Requirement 1: Count how many lines of the records below contain the word "keyboard", and reply with that number alone.

Given text:
________________
Winternitz One-Time Signature(OTS)

2024, May 30

Introduction
- General description
  - Winternitz parameter (w)
- Hash chain
Schema
Operation
Checksum
- Details
Use
Security
WOTS+
Reference

Faced with the threat of quantum computers (not yet current), there are many supposedly quantum-resistant cryptographic algorithms.

One of them is the algorithm Winternitz One-Time Signature (W-OST)

Winternitz is considered quantum safe since its security is not based on a difficult problem like the logarithm discrete, but relies on hash function (e.g SHA-256). In short, it consists of computing each element in a chain by hashing the previous element.

W-OTS iteratively applies a function on a secret input, the private key, whereas the number of iterations depends on the message to be signed.

Unlike traditional signature schemes that use a single private key for multiple signatures, Winternitz OTS generates a new private key for each signature. Therefore, a private key can only be used one time reason why they are called One-Time signature.

I am not totally sure about the source, but it seems It was introduced by Robert Winternitz in 1982.
It is an extension of the Lamport one-time-signature scheme which offers the possibility to decide how many bits will be signed together.
In short, W-OTS iteratively applies a function on a secret input, the private key, whereas the number of iterations depends on the message to be signed.

Reference: 1. eprint.iacr.org/2011/191.pdf, 6. sphere10.com, github.com/ - Winternitz one time signature

[TOC]

Introduction

General description

Winternitz are One-time Signatures, meaning that a privite key can only be used to create one signature
They are slower than Lamport signature, but it uses smaller keys.
Winternitz works on element of 256 bits, for example a 256-bit hash of a message
- For example, the 256-bit hash can be produced with SHA-256.
Winternitz does not sign bit by bit, but sign bytes
Private key is a set of 32 seeds (sk0).
Public key is a set of 32 values (pk). This is also the last value computed with the different hash operation.
Signatures are (32 + checksum) elements.
Storing all lists makes too large keys → compute them on the fly using the hash function.
Add a checksum since the final secret list is the public key.

Winternitz parameter (w)

The Winternitz parameter (w) defines the amount of numbers those bits can represent (w = 2^{bits}).

Winternitz OTS introduces a parameter w, which controls the trade-off between the size of the signature and the efficiency of the signing process. The parameter w is referred to as the Winternitz parameter and affects the signature in two ways:

A larger value of w results in shorter signatures but slower overall signing operations; it has little effect on security.
________________
Information supplied:
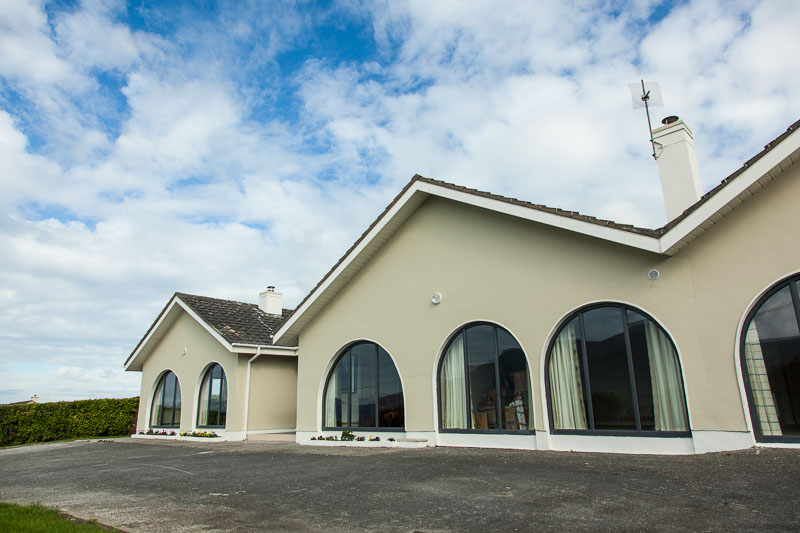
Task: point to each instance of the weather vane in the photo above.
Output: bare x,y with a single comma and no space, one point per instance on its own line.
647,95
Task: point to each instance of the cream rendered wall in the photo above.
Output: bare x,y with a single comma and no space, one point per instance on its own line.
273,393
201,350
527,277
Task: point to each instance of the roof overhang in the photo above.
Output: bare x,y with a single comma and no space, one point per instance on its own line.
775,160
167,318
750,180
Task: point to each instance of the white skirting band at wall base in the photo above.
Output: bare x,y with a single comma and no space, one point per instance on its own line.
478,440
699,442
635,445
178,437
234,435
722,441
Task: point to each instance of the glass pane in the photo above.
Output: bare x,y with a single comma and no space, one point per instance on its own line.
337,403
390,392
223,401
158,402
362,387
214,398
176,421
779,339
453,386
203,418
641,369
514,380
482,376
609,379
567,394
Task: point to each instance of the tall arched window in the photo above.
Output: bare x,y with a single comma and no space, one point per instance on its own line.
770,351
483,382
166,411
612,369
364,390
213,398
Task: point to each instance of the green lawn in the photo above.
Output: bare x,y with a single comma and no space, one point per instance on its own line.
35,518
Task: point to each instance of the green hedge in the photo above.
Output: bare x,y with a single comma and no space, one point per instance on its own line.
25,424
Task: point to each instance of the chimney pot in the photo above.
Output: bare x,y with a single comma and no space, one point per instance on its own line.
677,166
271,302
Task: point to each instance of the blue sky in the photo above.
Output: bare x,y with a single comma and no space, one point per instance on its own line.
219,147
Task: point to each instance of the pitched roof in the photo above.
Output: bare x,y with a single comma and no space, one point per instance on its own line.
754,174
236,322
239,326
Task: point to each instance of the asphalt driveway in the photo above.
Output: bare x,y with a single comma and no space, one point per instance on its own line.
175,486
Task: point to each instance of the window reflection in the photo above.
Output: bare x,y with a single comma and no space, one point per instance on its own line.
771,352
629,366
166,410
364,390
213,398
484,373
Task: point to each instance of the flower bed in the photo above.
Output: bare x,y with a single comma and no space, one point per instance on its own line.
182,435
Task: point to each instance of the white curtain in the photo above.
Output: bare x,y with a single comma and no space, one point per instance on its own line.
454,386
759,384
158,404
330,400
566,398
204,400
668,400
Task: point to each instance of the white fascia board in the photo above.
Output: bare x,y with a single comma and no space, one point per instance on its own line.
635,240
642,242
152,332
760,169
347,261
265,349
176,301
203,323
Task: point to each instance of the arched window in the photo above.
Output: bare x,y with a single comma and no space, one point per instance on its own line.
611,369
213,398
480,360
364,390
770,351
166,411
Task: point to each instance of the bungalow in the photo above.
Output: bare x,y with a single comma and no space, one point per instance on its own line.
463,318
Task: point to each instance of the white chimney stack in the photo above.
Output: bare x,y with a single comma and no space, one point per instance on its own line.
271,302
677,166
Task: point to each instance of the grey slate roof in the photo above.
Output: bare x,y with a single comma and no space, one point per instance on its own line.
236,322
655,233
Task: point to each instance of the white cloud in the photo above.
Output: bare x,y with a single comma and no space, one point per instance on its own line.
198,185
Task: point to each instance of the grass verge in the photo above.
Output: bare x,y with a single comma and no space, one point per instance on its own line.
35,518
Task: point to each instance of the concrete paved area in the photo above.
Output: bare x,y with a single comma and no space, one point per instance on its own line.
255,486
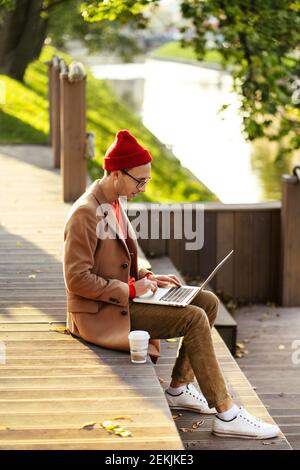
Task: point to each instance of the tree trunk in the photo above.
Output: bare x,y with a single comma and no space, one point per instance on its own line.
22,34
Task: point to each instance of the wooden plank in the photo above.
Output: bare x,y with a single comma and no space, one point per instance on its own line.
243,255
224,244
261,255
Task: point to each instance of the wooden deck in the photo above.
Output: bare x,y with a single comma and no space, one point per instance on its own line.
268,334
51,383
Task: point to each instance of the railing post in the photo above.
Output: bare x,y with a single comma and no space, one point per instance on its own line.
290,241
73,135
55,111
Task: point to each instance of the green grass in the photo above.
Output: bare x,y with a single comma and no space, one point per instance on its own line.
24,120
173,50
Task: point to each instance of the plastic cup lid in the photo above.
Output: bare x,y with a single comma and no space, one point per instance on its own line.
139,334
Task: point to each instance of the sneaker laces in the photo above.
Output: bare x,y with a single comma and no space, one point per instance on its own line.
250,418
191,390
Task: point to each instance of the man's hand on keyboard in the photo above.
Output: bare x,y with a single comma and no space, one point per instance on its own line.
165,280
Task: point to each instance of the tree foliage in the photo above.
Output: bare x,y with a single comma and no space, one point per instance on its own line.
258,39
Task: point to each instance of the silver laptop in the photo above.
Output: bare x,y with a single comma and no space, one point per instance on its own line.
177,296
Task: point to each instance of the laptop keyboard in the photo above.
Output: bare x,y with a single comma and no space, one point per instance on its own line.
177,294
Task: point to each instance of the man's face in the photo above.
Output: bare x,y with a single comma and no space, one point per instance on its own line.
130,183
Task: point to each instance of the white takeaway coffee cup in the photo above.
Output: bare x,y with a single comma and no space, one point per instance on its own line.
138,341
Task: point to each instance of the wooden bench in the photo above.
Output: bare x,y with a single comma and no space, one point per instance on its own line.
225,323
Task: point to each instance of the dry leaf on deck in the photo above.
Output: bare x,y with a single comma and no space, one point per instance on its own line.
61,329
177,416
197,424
________________
Requirement 2: Copy the Winternitz signature text above word for word, starting with "Faced with the" and going on through "called One-Time signature.".

Task result 1: 2

Task result 2:
Faced with the threat of quantum computers (not yet current), there are many supposedly quantum-resistant cryptographic algorithms.

One of them is the algorithm Winternitz One-Time Signature (W-OST)

Winternitz is considered quantum safe since its security is not based on a difficult problem like the logarithm discrete, but relies on hash function (e.g SHA-256). In short, it consists of computing each element in a chain by hashing the previous element.

W-OTS iteratively applies a function on a secret input, the private key, whereas the number of iterations depends on the message to be signed.

Unlike traditional signature schemes that use a single private key for multiple signatures, Winternitz OTS generates a new private key for each signature. Therefore, a private key can only be used one time reason why they are called One-Time signature.